Exercise objective — Each record that follows must be reproduced exactly.

Provided material —
..........

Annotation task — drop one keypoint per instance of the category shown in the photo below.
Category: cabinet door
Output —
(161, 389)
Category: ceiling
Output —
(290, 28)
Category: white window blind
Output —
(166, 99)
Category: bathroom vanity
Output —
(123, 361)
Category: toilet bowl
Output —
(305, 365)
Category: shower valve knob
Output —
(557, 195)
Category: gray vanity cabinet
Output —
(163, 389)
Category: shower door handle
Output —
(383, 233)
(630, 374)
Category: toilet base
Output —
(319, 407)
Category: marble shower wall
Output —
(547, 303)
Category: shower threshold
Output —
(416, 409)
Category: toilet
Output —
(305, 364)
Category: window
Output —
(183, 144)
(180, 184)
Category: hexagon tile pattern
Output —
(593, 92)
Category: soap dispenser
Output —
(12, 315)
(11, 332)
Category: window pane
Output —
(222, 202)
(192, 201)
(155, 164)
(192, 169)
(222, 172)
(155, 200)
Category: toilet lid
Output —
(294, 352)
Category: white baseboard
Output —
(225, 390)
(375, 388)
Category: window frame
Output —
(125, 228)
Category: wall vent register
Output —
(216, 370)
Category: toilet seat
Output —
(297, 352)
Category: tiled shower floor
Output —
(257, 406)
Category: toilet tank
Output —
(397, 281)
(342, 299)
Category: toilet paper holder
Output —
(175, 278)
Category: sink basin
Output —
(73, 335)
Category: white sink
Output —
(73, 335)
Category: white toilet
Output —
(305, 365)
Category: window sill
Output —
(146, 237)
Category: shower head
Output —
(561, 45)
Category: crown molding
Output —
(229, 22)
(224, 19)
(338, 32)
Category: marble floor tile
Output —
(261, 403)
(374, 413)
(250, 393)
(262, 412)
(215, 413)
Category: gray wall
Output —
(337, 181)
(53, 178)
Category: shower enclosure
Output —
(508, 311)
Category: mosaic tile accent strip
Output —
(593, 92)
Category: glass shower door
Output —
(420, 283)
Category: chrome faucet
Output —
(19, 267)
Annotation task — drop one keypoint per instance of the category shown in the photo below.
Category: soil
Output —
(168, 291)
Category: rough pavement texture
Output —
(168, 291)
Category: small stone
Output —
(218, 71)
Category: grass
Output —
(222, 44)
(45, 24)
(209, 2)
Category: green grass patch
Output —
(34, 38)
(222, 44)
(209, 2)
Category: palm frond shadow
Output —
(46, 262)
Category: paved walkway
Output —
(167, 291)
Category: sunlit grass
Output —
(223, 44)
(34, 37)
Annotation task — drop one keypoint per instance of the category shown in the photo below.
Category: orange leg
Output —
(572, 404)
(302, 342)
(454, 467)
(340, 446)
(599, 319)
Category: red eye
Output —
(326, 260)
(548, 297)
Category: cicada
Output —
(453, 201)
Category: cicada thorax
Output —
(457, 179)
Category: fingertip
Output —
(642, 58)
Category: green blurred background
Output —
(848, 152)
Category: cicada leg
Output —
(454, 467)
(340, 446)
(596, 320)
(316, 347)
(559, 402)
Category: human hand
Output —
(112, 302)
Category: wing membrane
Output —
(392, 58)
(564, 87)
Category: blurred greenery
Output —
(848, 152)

..........

Written response —
Annotation task — drop one keypoint per instance of the category shown in the photo below.
Category: cabinet door
Output —
(161, 389)
Category: ceiling
Output —
(290, 28)
Category: white window blind
Output —
(166, 99)
Category: bathroom vanity
Output —
(123, 361)
Category: toilet bowl
Output —
(305, 365)
Category: shower valve knob
Output —
(557, 195)
Category: gray vanity cabinet
Output —
(163, 389)
Category: shower door handle
Output —
(383, 233)
(630, 374)
Category: toilet base
Output —
(319, 407)
Category: marble shower wall
Output —
(547, 303)
Category: shower threshold
Output —
(416, 409)
Category: toilet
Output —
(305, 364)
Category: window
Output —
(183, 144)
(180, 184)
Category: hexagon tile pattern
Output —
(593, 92)
Category: soap dispenser
Output —
(12, 315)
(11, 332)
Category: window pane
Output —
(222, 202)
(192, 201)
(155, 164)
(192, 169)
(222, 172)
(155, 200)
Category: toilet lid
Output —
(294, 352)
Category: white baseboard
Output —
(225, 390)
(375, 388)
Category: window frame
Output —
(125, 228)
Category: wall vent register
Output —
(216, 370)
Category: toilet seat
Output —
(297, 352)
Category: tiled shower floor
Output —
(257, 406)
Category: toilet tank
Output —
(397, 281)
(342, 299)
Category: toilet paper holder
Output —
(175, 278)
Category: sink basin
Output —
(73, 335)
Category: white sink
Output —
(73, 335)
Category: white toilet
Output —
(305, 365)
Category: window sill
Output —
(146, 237)
Category: shower head
Output —
(561, 45)
Category: crown molding
Output —
(229, 22)
(224, 19)
(338, 32)
Category: marble floor tile
Output —
(261, 403)
(374, 413)
(250, 393)
(262, 412)
(215, 413)
Category: gray wall
Output —
(337, 181)
(53, 178)
Category: shower enclosure
Output —
(508, 311)
Category: mosaic tile accent strip
Output —
(593, 92)
Category: glass shower door
Output —
(420, 283)
Category: chrome faucet
Output —
(19, 267)
Annotation task — drop one keypoint per instance of the category shown in the photo below.
Category: soil
Output —
(168, 291)
Category: rough pavement texture
Output —
(168, 291)
Category: small stone
Output —
(218, 71)
Category: grass
Output —
(222, 44)
(45, 24)
(209, 2)
Category: green grass patch
Output —
(34, 38)
(222, 44)
(209, 2)
Category: palm frond shadow
Output —
(46, 262)
Category: paved walkway
Output —
(167, 291)
Category: sunlit grass
Output —
(223, 44)
(34, 37)
Annotation task — drop one keypoint per instance of the category shown in the photo below.
Category: orange leg
Output —
(572, 404)
(302, 342)
(454, 467)
(340, 446)
(599, 319)
Category: red eye
Output —
(326, 260)
(548, 297)
Category: cicada
Output —
(453, 201)
Category: cicada thorax
Output —
(457, 179)
Category: fingertip
Output —
(642, 58)
Category: green blurred background
Output —
(848, 152)
Category: cicada leg
Output —
(454, 467)
(340, 446)
(596, 320)
(316, 347)
(559, 402)
Category: human hand
Output —
(112, 302)
Category: wing membrane
Output —
(392, 58)
(564, 87)
Category: blurred greenery
Output —
(848, 152)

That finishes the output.